» **PROBLEM DETAILS**
Each record below should be repeated precisely as written.

» **EXERCISE INPUTS**
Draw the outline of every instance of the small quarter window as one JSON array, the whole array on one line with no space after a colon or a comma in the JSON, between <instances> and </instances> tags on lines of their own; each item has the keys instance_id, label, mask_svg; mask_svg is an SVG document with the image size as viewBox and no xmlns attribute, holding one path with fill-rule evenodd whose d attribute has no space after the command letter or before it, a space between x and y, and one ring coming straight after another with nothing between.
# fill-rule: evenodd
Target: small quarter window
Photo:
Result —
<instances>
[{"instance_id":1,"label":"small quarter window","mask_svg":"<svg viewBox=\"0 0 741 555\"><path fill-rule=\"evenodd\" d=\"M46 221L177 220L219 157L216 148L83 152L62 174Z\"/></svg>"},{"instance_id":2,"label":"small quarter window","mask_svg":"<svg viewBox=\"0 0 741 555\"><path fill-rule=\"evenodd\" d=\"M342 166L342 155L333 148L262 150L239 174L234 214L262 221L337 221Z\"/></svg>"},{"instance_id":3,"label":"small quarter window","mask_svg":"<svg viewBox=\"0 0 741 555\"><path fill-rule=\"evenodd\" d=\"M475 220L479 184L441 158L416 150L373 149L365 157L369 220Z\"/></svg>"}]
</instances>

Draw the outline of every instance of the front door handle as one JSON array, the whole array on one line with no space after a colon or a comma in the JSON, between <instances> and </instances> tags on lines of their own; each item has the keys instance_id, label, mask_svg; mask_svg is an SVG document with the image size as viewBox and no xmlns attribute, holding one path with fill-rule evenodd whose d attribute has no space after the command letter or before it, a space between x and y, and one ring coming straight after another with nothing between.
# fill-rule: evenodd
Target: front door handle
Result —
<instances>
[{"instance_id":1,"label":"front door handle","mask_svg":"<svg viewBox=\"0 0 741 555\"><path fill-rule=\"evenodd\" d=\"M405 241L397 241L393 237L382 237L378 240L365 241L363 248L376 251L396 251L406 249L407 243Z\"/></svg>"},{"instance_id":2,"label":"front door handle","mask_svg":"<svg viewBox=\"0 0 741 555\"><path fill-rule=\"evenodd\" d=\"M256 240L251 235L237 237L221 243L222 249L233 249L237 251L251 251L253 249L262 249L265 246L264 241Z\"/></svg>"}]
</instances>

» **TASK ANSWER**
Draw the outline of every instance of the small quarter window as one JSON array, the whole array on one line with no space after a colon or a comma in the JSON, between <instances> and </instances> tags on lines of their own; each item has the keys instance_id, label, mask_svg; mask_svg is an SVG document with the image size as viewBox and no xmlns attribute, holding one path with fill-rule evenodd whose d attribute has no space after the command letter or before it, a space between x and y, and one ring coming straight after another with nothing between.
# fill-rule: evenodd
Target: small quarter window
Photo:
Result —
<instances>
[{"instance_id":1,"label":"small quarter window","mask_svg":"<svg viewBox=\"0 0 741 555\"><path fill-rule=\"evenodd\" d=\"M46 221L177 220L219 157L216 148L83 152L62 174Z\"/></svg>"},{"instance_id":2,"label":"small quarter window","mask_svg":"<svg viewBox=\"0 0 741 555\"><path fill-rule=\"evenodd\" d=\"M342 166L342 155L333 148L262 150L239 174L234 214L262 221L337 221Z\"/></svg>"},{"instance_id":3,"label":"small quarter window","mask_svg":"<svg viewBox=\"0 0 741 555\"><path fill-rule=\"evenodd\" d=\"M475 220L479 184L441 158L416 150L373 149L365 157L369 220Z\"/></svg>"}]
</instances>

Draw the outline of every instance of the front door handle as one JSON array, the whole array on one line with no space after a colon or a comma in the JSON, between <instances> and </instances> tags on lines of their own; each item has the keys instance_id, label, mask_svg; mask_svg is an SVG document with the image size as viewBox and no xmlns attribute, holding one path with fill-rule evenodd whose d attribute has no space after the command letter or before it, a space between x and y, and one ring coming straight after another with nothing between.
# fill-rule: evenodd
Target: front door handle
Result —
<instances>
[{"instance_id":1,"label":"front door handle","mask_svg":"<svg viewBox=\"0 0 741 555\"><path fill-rule=\"evenodd\" d=\"M405 241L397 241L393 237L382 237L378 240L365 241L363 248L376 251L396 251L406 249L407 243Z\"/></svg>"},{"instance_id":2,"label":"front door handle","mask_svg":"<svg viewBox=\"0 0 741 555\"><path fill-rule=\"evenodd\" d=\"M256 240L251 235L237 237L221 243L222 249L233 249L237 251L251 251L253 249L262 249L265 246L264 241Z\"/></svg>"}]
</instances>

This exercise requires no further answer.